*Written instruction:* Arrange these records as a two-column CSV with the headers "ask" and "response", one row per record, putting its text and its answer each in one quoted field and turning any line breaks into spaces. Leave the pictures out.

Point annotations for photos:
* START *
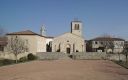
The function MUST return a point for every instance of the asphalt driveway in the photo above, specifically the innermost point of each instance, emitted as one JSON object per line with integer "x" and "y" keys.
{"x": 64, "y": 70}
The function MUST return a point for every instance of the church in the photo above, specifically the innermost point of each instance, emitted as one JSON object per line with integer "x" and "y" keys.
{"x": 72, "y": 41}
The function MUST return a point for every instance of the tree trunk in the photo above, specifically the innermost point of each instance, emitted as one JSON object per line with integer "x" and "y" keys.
{"x": 119, "y": 56}
{"x": 126, "y": 58}
{"x": 16, "y": 61}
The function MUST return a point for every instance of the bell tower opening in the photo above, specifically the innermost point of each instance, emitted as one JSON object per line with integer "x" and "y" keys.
{"x": 76, "y": 27}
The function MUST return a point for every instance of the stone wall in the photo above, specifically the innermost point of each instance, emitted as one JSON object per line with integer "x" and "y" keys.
{"x": 50, "y": 55}
{"x": 89, "y": 55}
{"x": 4, "y": 55}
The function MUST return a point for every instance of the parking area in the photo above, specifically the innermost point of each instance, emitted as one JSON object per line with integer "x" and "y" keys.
{"x": 64, "y": 70}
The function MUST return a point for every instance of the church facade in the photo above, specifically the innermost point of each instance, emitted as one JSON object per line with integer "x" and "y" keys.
{"x": 70, "y": 42}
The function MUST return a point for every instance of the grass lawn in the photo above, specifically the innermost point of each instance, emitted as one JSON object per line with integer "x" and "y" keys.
{"x": 122, "y": 63}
* END *
*Complete output:*
ask,response
"The function MUST return a point for every instance of the asphalt driveway in the photo above, specifically the innermost point of each instance, emitted as one JSON object per line with integer ""x"" and ""y"" keys.","{""x"": 64, ""y"": 70}"
"The function MUST return a point for every instance of the church in the photo above, specifically the innermost point of each instance, emitted as one JSON object per line with integer ""x"" and ""y"" keys.","{""x"": 72, ""y"": 41}"
"The function MUST return a point for every instance of the tree trunk in the photo above, specifically the innermost point of each instance, emitted as one JSON object per line with integer ""x"" and ""y"" keys.","{""x"": 119, ""y"": 56} {""x"": 126, ""y"": 58} {""x"": 16, ""y"": 61}"
"The function MUST return a point for every instance of the bell tower opening in the photo above, specifically the innermost point of each instance, emitted as one JSON object per line with integer ""x"" and ""y"" keys.","{""x"": 76, ""y"": 27}"
"The function MUST return a point for every instance of the stone wall in the photo above, specifically the innermost point of each instance, emitted as one JSON object per line with integer ""x"" and ""y"" keys.","{""x"": 50, ""y"": 55} {""x"": 89, ""y"": 55} {""x"": 4, ""y"": 55}"
"The function MUST return a point for every instance of the parking area in the photo above, specifically the innermost point of each instance, emitted as one JSON object per line with integer ""x"" and ""y"" keys.","{""x"": 64, ""y"": 70}"
"The function MUST return a point for every instance of the church facade in the photo above, specifically the innermost point of each instance, emitted as one JSON object per line with integer ""x"" and ""y"" keys.","{""x"": 70, ""y"": 42}"
"The function MUST return a point for every instance of the grass lawn in the photo above, specifically the innermost point of each instance, emitted as one JSON object per line with integer ""x"" and ""y"" keys.","{""x"": 122, ""y"": 63}"